_Selected passage_
Other numbers are formed as follows:

des un – 11
des do – 12
des tisa – 19
dodes – 20
dodes katre – 24
trides – 30
katredes tano – 45
atdes tisa – 89
sento dodes tri – 123
sento katredes – 140
dosento – 200
trisento trides tri – 333
katresento sis – 406
tanosento setdes – 570
tisasento tanodes tri – 953

One can see that numbers are read from left to right; if a small numeral from do ‘2’ to tisa ‘9’ is followed by the larger numeral des ‘10’ or sento ‘100’, both these numerals are multiplied. Un is not used as multiplier since there is no need to do so (it would not change the value of the number). No space is used between the parts of a numeral formed in this way.

If one considers a sequence of letters without whitespace between them as a “word”, then numbers above 10 have one word for each digit that isn’t 0. Number words are placed in the same order as the digits, so sento or its multiples (if present) are always followed by des or its multiples (if present) and finally a number word from un to tisa (unless the last digit is 0).

Siro ‘0’ is only used by itself, if the whole number is 0. Otherwise, if any digit in a number is 0, it is simply not mentioned in the number word.

Numbers up to a million

For numbers from 1000 onward, mil ‘1000’ is used as additional multiplier. It too can be preceded by a smaller numeral from do ‘2’ to tisasento tisades tisa ‘999’ with which it is multiplied. Un is again not used as multiplier, since there is still no need to do so. Since the multipliers of mil may themselves include spaces, they are always separated from mil by another space. The part after the mil (if any), looks just like a smaller number.

mil – 1000
mil des – 1010
mil tisades tisa – 1099
mil sissento – 1600
mil tisasento setdes tano – 1975
do mil – 2000
des mil – 10,000
tanodes mil – 50,000
atdes tisa mil – 89,000
sento mil – 100,000
katresento mil – 400,000
setsento des mil – 710,000
atsento katredes do mil sissento sisdes tri – 842,663

Larger numbers

Additional words used for expressing larger numbers include:

milyon – million (106)
gigalyon – billion (109)
teralyon – trillion (1012)

While milyon is similar to the words used in English and many other languages, larger powers of 1000 are formed by combining the corresponding SI prefix with the suffix -(a)lyon. This leads to forms that are recognizable for anyone familiar with these prefixes and that avoid the long vs. short scale issue that would otherwise inevitably plague an international auxlang. Most French-, Spanish-, or German-speaking countries (and others) use the “long scale”, which means that the word billion/billón/Billion in these languages corresponds to the English word ‘trillion’ (1012) rather than to English ‘billion’ (109) – since modern English and Arabic, as well as some other languages, use the “short scale” instead. And for larger numerals, the difference in meaning gets even bigger. Regardless of which convention an auxlang would follow, it would be confusing for those used to the other scale. Usage of words derived from the SI prefixes avoids this potential pitfall.

_Written problem a_
From the first list of examples in the passage on number words, give every numeral whose value is less than 100, along with its value.
The number-word passage and the entries after it are unrelated to each other.

_The records_
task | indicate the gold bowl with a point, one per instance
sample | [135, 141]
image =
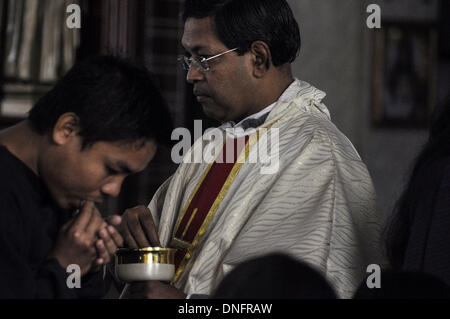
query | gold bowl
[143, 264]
...
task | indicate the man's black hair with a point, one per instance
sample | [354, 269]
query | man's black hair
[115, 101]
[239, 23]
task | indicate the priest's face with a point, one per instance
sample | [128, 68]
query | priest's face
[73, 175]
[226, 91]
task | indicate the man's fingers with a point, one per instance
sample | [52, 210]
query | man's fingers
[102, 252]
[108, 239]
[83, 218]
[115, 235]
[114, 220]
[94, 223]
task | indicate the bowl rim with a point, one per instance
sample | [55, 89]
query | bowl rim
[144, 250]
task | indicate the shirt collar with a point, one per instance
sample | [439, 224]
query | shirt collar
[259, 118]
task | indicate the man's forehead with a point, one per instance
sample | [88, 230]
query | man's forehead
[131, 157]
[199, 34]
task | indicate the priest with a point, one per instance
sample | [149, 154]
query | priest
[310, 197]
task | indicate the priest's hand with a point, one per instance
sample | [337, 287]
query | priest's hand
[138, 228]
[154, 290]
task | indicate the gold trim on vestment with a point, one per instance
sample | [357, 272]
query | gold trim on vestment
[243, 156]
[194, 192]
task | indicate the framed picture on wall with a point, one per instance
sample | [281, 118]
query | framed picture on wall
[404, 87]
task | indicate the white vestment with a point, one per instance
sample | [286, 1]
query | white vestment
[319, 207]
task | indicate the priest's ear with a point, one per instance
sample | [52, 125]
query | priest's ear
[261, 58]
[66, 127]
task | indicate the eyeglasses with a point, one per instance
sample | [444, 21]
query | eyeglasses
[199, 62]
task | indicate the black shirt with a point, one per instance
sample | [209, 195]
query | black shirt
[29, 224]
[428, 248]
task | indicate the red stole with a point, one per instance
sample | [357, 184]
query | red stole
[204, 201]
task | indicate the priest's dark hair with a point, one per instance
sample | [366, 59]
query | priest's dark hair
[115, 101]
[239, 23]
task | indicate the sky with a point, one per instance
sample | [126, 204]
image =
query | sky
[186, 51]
* * *
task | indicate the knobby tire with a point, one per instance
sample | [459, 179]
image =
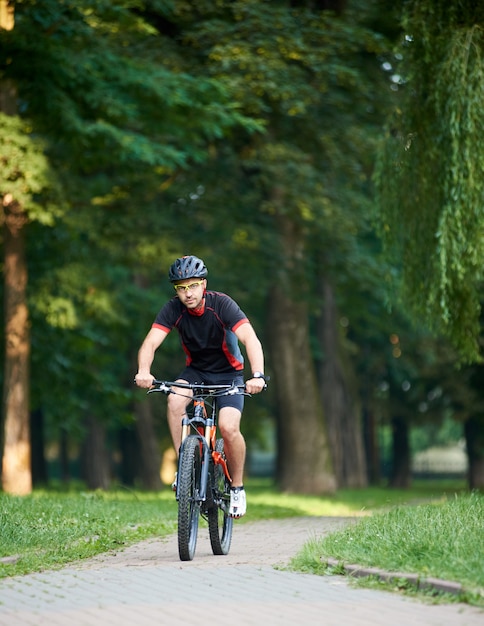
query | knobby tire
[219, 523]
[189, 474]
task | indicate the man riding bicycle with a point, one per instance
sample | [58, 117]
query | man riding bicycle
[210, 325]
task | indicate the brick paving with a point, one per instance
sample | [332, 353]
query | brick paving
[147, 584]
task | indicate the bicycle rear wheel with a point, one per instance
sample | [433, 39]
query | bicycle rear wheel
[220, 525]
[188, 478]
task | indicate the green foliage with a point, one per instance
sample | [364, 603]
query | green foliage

_Written problem b_
Tally the lines of the entries that contain the word "face" and give only the number.

_Correct output a_
des un – 11
des do – 12
des tisa – 19
dodes – 20
dodes katre – 24
trides – 30
katredes tano – 45
atdes tisa – 89

_Correct output b_
2